- Opening Delimiter -

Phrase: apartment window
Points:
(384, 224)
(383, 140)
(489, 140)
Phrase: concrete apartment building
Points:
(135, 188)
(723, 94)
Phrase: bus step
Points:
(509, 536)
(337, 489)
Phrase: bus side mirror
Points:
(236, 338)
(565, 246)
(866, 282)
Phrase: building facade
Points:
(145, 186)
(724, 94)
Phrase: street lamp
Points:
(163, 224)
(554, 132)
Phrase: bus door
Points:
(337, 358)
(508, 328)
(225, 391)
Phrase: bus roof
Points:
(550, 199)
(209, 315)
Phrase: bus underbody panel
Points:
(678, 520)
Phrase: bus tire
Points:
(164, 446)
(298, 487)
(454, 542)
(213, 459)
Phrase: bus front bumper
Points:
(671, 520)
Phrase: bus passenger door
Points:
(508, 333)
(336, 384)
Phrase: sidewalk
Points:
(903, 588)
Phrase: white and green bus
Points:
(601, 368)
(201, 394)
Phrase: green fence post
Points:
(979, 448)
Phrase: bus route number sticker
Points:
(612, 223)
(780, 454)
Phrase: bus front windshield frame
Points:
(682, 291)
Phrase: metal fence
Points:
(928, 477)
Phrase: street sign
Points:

- Closing Delimiter -

**TASK REQUIREMENTS:**
Your response should consist of the listing, reproduced exactly.

**REPLY:**
Phrase: apartment window
Points:
(384, 224)
(383, 140)
(489, 140)
Phrase: concrete apartment building
Points:
(135, 188)
(723, 94)
Phrase: bus step
Points:
(509, 536)
(337, 489)
Phrase: bus side mirror
Points:
(236, 338)
(565, 246)
(866, 282)
Phrase: building facade
Points:
(145, 186)
(724, 94)
Phrase: street lamp
Points:
(163, 224)
(554, 132)
Phrase: bus door
Points:
(337, 358)
(508, 328)
(225, 391)
Phrase: bus roof
Points:
(550, 199)
(209, 315)
Phrase: bus underbody panel
Points:
(678, 520)
Phrase: bus tire
Points:
(164, 446)
(298, 487)
(454, 542)
(213, 459)
Phrase: bus front bumper
Points:
(671, 520)
Phrase: bus passenger door
Points:
(508, 333)
(336, 384)
Phrase: sidewalk
Points:
(903, 588)
Phrase: white and green bus
Points:
(601, 368)
(201, 394)
Phrase: green fence post
Points:
(979, 448)
Phrase: bus route number sticker
Points:
(612, 223)
(780, 454)
Phrase: bus front windshield frame
Points:
(682, 291)
Phrase: metal fence
Points:
(928, 477)
Phrase: street sign
Points:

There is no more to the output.